The disconnect between Trump and Cuomo over a potential quarantine was the latest instance of public clashing between the two politicians while trying to coordinate a response in a region that has become the epicenter of the American coronavirus crisis. As Vox’s Aaron Rupar has explained, Trump has insinuated that governors need to stop criticizing him and to “treat [the administration] well” if they wish to receive federal help.

Complicating things further, it was difficult to know how seriously to take Trump’s quarantine statement, given his habit of making false claims about coronavirus-related policy launches in recent weeks, such as his haphazard rollout of the Defense Production Act, during which he and a Federal Emergency Management Agency (FEMA) administrator revealed different timelines for directing the production of protective gear and life-saving medical devices.

However, Trump seemed to double down on the idea of a quarantine in the tri-state area later in the day after his first talk with reporters. After his initial comment he tweeted, “I am giving consideration to a QUARANTINE of developing ‘hot spots,’ New York, New Jersey, and Connecticut. A decision will be made, one way or another, shortly.”

And when speaking to reporters another time Saturday afternoon before boarding Air Force One to Norfolk, Virginia, Trump signaled again that a decision would be imminent.

“We’re looking at it, and we’ll be making a decision,” Trump said. “A lot of the states that aren’t infected that don’t have a big problem, they’ve asked me if I’d look at it so we’re going to look at it. It’ll be for a short period of time if we do it at all.”

__Aim of the exercise__
In the excerpted passage about a possible tri-state quarantine, translate this sentence into Spanish: "However, Trump seemed to double down on the idea of a quarantine in the tri-state area later in the day after his first talk with reporters."

__Dataset__
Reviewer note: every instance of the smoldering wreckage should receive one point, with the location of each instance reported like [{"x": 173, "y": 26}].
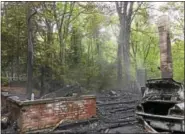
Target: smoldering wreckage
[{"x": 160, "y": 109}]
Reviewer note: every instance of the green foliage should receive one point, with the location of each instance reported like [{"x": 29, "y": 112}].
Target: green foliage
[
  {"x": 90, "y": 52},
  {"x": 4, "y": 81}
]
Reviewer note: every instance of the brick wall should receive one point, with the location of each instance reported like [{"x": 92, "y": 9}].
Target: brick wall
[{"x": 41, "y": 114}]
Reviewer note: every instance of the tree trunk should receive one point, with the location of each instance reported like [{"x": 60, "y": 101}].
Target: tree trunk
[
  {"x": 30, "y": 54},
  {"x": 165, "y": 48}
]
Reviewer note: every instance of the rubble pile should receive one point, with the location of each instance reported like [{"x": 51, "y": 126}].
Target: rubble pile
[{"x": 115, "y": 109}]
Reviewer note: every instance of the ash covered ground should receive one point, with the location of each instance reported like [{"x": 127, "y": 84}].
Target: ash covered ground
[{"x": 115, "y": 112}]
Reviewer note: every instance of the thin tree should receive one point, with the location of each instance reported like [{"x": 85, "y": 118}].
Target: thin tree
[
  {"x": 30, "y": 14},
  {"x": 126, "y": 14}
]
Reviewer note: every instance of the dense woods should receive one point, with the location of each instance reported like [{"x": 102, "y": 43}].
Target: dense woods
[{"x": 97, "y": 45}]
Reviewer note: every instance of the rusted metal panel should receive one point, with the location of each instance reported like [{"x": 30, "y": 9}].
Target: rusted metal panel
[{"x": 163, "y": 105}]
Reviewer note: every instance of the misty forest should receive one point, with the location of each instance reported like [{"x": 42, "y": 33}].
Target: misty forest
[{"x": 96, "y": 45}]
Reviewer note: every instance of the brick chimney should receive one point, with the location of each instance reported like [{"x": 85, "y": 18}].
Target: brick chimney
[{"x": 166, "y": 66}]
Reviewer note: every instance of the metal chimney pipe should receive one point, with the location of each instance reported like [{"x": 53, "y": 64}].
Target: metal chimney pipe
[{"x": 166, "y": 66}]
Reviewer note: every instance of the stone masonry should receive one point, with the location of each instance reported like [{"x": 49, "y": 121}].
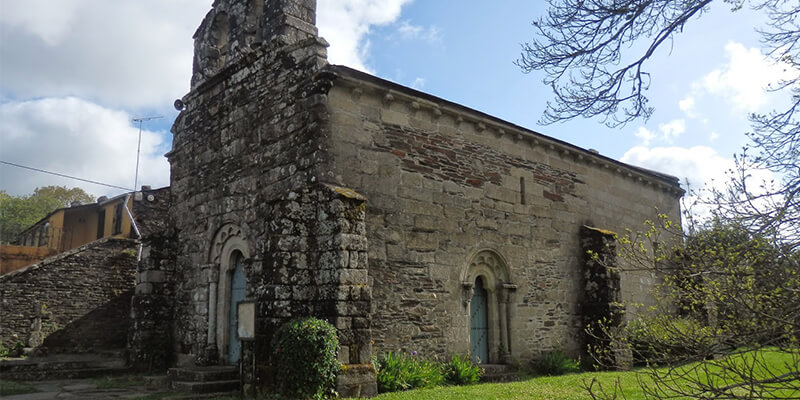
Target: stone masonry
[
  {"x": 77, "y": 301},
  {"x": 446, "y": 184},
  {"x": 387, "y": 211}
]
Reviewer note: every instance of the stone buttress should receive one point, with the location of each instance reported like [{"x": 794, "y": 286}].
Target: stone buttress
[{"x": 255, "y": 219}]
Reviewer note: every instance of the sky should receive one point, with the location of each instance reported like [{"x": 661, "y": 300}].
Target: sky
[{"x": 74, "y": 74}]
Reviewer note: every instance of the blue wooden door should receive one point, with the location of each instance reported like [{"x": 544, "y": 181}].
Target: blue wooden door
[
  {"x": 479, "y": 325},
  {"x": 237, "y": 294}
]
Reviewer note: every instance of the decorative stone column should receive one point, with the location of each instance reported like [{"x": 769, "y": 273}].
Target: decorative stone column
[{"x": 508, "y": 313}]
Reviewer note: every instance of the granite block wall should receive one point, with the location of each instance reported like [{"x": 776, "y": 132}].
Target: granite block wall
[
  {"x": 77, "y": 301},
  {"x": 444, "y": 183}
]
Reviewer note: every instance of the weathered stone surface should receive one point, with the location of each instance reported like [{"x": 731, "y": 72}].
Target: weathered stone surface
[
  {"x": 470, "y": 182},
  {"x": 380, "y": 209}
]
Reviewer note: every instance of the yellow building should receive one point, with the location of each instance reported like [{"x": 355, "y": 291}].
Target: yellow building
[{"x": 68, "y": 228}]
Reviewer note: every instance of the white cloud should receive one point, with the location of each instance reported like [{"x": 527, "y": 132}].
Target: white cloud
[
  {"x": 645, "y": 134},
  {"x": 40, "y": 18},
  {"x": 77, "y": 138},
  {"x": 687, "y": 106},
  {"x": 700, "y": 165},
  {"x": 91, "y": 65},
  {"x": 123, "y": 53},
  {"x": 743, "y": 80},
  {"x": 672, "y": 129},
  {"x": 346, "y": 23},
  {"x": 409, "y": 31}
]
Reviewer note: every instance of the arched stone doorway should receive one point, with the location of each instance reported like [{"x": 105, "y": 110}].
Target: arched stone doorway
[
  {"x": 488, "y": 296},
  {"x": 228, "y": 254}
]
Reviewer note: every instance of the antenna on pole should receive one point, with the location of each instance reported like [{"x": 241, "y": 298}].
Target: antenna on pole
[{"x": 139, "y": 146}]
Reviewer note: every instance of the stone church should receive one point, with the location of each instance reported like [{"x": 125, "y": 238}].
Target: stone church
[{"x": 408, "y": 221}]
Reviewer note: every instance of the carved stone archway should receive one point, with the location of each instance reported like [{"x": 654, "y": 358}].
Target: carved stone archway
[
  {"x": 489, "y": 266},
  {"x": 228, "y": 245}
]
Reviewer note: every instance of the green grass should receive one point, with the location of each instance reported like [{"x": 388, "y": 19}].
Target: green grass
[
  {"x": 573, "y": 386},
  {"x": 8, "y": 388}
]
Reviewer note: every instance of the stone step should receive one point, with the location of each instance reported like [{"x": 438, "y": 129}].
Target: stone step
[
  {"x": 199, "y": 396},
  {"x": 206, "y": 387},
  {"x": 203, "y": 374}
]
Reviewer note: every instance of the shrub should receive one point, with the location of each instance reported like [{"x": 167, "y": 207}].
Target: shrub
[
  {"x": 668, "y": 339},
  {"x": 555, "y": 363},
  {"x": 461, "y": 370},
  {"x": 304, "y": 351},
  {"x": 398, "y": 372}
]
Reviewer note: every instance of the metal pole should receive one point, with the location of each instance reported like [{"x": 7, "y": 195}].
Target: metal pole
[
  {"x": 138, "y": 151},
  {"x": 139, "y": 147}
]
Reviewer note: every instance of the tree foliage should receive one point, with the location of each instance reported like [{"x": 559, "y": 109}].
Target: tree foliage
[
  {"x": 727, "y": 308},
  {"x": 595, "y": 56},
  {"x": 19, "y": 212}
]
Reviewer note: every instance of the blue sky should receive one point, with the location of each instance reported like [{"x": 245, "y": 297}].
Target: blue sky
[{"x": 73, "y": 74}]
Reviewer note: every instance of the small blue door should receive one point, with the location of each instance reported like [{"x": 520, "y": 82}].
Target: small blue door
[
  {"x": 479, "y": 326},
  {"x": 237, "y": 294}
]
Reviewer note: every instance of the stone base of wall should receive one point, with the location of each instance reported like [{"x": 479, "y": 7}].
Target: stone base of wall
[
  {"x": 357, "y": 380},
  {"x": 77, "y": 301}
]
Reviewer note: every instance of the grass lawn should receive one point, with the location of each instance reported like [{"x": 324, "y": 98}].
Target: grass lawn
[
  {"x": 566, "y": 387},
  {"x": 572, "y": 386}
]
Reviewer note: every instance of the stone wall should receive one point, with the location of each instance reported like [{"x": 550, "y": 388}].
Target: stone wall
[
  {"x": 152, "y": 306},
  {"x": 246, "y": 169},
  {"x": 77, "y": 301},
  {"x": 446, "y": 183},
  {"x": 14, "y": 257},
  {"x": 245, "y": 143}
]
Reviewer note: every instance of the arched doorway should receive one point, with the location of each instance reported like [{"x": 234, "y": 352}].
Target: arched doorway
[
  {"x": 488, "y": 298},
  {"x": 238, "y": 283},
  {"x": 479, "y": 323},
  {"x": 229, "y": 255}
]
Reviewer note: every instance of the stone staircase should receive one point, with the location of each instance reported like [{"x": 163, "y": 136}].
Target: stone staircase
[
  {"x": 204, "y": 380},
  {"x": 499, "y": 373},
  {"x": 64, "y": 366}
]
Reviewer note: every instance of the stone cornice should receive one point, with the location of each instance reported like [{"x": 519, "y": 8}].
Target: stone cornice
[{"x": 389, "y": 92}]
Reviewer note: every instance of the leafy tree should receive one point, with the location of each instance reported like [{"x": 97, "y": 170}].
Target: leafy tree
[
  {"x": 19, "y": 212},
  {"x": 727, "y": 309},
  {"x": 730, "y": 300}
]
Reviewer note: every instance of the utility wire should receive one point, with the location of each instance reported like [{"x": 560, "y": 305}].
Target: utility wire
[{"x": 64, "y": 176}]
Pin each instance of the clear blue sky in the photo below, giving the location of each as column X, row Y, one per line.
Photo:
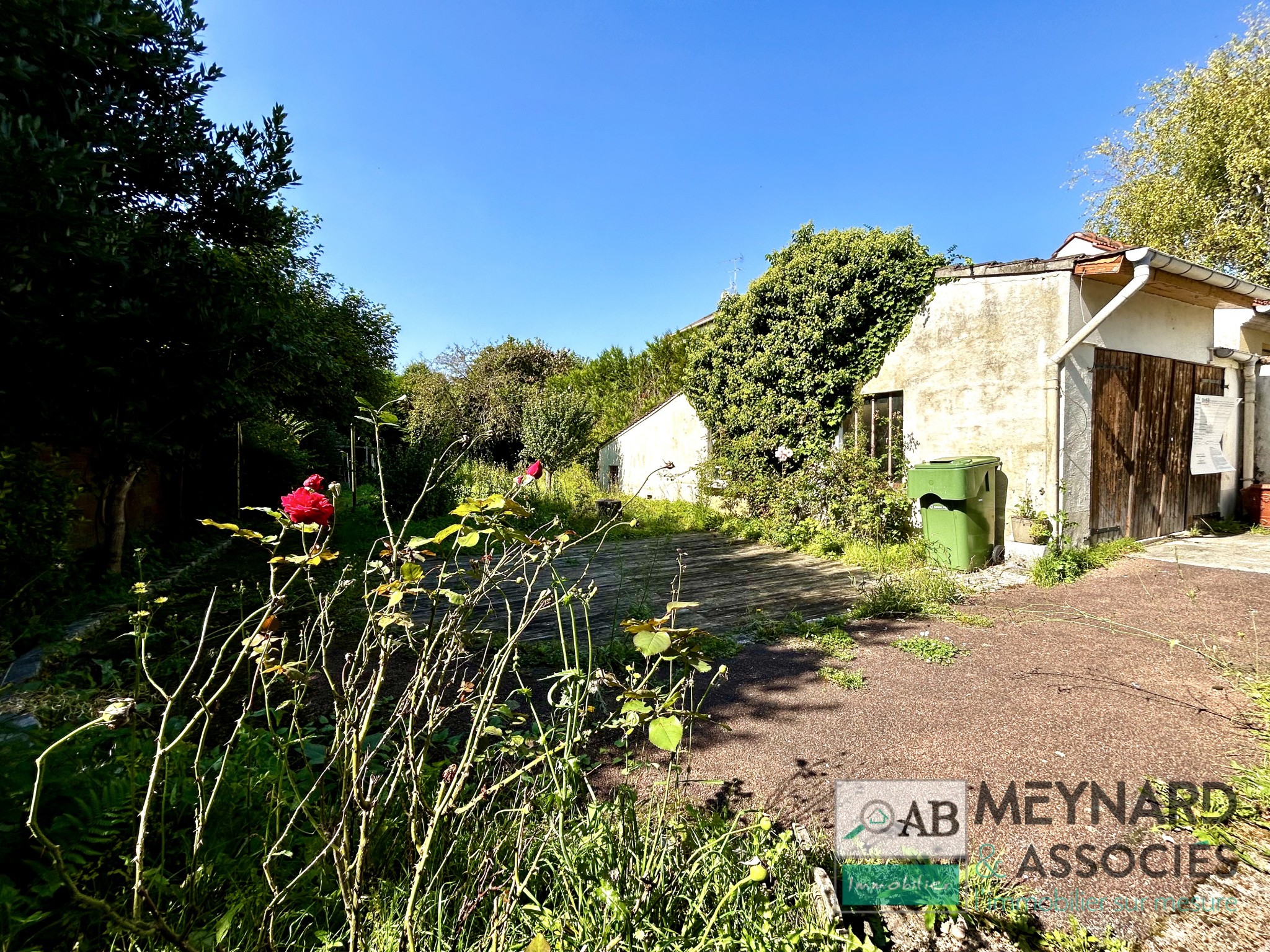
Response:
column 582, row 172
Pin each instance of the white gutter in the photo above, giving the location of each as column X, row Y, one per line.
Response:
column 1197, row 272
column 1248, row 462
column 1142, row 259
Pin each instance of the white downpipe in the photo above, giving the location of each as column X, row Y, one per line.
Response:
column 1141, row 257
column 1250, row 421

* * *

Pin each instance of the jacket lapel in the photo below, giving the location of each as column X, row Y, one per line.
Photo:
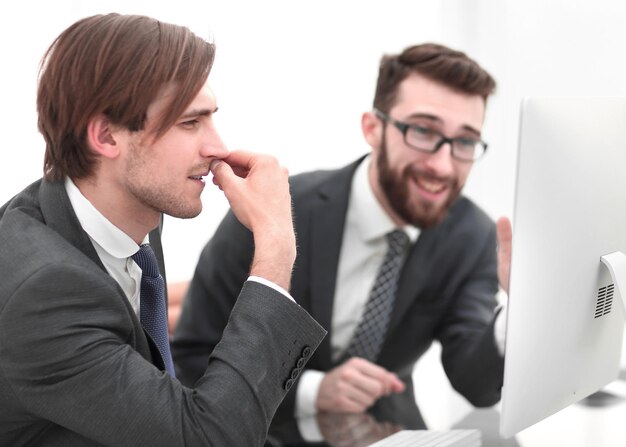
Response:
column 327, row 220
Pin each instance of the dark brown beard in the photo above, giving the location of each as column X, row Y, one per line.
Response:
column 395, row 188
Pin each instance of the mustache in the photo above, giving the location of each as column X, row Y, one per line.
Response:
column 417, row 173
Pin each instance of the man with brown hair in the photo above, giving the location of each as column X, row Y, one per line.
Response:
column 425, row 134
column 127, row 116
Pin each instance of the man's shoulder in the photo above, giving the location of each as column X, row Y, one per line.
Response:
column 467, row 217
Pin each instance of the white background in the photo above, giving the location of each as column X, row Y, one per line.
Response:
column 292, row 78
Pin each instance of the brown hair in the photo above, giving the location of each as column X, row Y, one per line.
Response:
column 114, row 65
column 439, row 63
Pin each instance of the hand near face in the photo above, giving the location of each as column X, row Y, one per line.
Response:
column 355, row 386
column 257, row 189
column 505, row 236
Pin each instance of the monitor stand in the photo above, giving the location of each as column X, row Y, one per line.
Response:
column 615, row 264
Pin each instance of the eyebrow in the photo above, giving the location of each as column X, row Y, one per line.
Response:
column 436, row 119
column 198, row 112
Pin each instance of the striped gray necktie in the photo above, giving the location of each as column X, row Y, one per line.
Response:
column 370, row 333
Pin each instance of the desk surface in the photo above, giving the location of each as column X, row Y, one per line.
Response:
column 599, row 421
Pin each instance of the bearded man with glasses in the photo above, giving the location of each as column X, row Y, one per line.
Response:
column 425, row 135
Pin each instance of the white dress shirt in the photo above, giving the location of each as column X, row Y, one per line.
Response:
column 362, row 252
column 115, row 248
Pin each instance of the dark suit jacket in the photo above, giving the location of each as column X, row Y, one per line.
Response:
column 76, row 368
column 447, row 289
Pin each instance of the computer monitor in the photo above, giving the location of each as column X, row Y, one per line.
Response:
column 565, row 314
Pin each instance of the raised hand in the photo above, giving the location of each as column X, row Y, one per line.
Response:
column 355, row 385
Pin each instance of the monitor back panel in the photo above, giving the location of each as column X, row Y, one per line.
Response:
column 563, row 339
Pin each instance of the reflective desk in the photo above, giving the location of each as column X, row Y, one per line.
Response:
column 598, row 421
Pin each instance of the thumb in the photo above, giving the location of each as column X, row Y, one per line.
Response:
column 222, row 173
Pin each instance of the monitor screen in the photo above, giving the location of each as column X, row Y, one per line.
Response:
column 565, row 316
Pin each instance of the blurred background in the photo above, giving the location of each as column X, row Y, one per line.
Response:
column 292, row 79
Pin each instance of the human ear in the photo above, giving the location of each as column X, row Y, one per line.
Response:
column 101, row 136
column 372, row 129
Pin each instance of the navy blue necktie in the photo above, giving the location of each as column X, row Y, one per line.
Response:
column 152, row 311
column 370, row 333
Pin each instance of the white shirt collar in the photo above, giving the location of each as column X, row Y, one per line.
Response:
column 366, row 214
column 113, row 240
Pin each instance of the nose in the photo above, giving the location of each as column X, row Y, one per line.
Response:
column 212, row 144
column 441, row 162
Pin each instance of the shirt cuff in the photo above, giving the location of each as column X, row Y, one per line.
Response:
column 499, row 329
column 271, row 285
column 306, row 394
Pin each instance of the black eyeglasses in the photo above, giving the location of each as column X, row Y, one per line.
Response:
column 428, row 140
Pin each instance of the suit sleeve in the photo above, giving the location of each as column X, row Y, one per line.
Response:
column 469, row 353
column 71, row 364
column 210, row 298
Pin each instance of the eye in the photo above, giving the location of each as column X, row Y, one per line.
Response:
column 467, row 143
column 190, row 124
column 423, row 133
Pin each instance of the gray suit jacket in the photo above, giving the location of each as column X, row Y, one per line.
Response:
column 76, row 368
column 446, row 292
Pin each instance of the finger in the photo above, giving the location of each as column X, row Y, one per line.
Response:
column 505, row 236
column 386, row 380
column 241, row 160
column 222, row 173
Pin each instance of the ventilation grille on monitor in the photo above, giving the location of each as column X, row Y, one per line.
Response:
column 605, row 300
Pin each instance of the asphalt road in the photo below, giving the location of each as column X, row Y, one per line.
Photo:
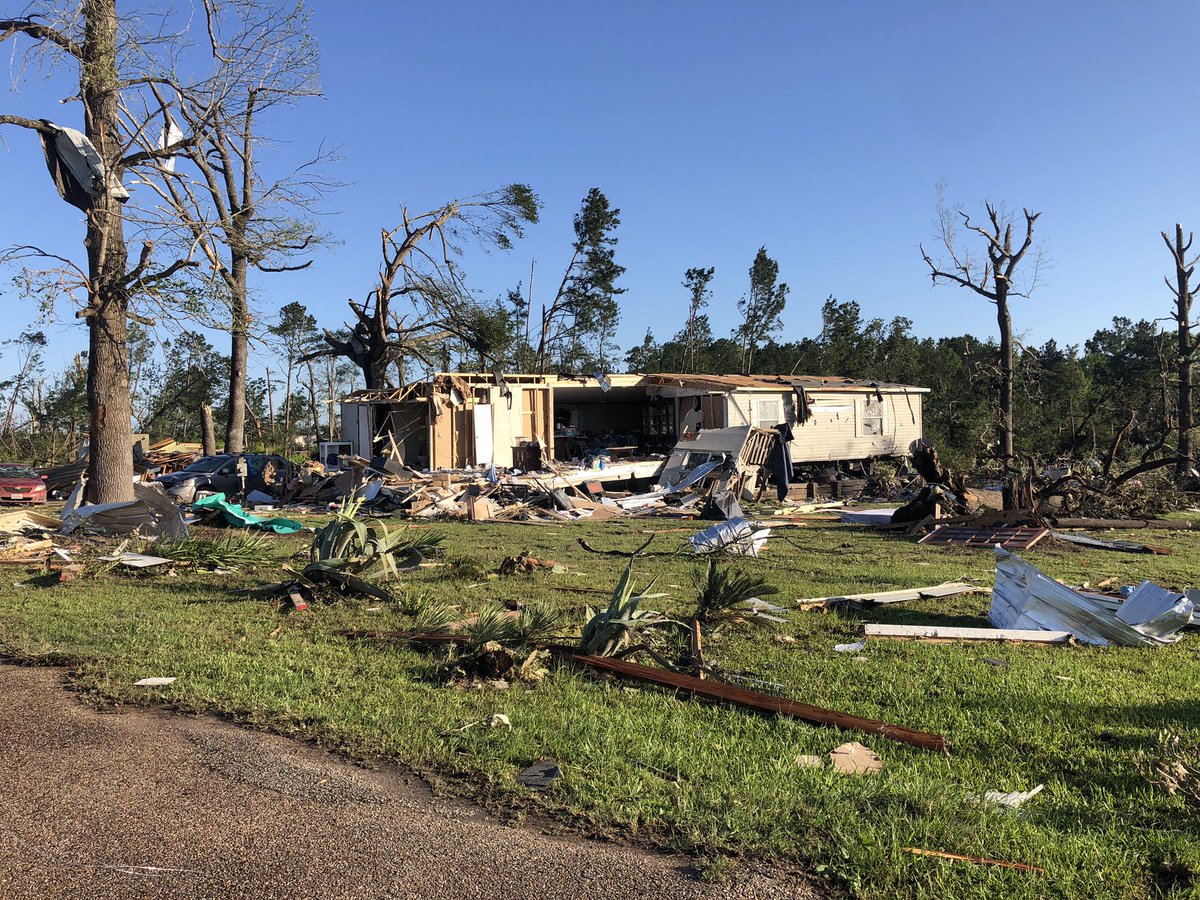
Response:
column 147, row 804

__Answer box__
Sin embargo, Trump pareció reafirmarse en la idea de una cuarentena en el área triestatal más tarde ese día, después de su primera conversación con los periodistas.